Tasks:
A – Can you output the Radermachera sinica text word for word, from "In recent years, this" to "are highly fragrant.", inclusive?
B – What is the Spanish for this sentence from the Radermachera sinica text: 'The specific name sinica means "from China".'

═══ Source text ═══

Radermachera sinica, also called china doll, serpent tree or emerald tree, is an evergreen tree in the family Bignoniaceae, native to the subtropical mountain regions of southern China and Taiwan.

In recent years, this plant has become popular as a houseplant for its attractive and glossy, feathery leaves. The specific name sinica means "from China".

Description
R. sinica can reach heights of up to 30 m tall and a trunk diameter of 1 m. The leaves are bipinnate, 20 to 70 cm long and 15 to 25 cm broad, divided into numerous small glossy green leaflets 2 to 4 cm long. The flowers are white, trumpet-like, about 7 cm long, and resembling a large Bignonia or Catalpa flower in shape.  The flowers are night-blooming and only last for one night, wilting in the morning sun.  The blooms appear spring to early summer, and are highly fragrant.

═══ Information supplied ═══

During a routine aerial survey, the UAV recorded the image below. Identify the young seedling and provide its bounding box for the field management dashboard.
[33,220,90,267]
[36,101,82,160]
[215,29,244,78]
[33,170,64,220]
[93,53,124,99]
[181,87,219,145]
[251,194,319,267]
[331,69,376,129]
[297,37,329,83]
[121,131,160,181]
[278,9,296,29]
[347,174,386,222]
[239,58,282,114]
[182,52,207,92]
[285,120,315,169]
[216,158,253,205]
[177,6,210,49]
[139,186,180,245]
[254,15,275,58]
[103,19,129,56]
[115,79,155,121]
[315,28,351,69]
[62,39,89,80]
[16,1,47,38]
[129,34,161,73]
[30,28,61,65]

═══

Responses by task:
A –
In recent years, this plant has become popular as a houseplant for its attractive and glossy, feathery leaves. The specific name sinica means "from China".

Description
R. sinica can reach heights of up to 30 m tall and a trunk diameter of 1 m. The leaves are bipinnate, 20 to 70 cm long and 15 to 25 cm broad, divided into numerous small glossy green leaflets 2 to 4 cm long. The flowers are white, trumpet-like, about 7 cm long, and resembling a large Bignonia or Catalpa flower in shape.  The flowers are night-blooming and only last for one night, wilting in the morning sun.  The blooms appear spring to early summer, and are highly fragrant.

B – El nombre específico sinica significa "de China".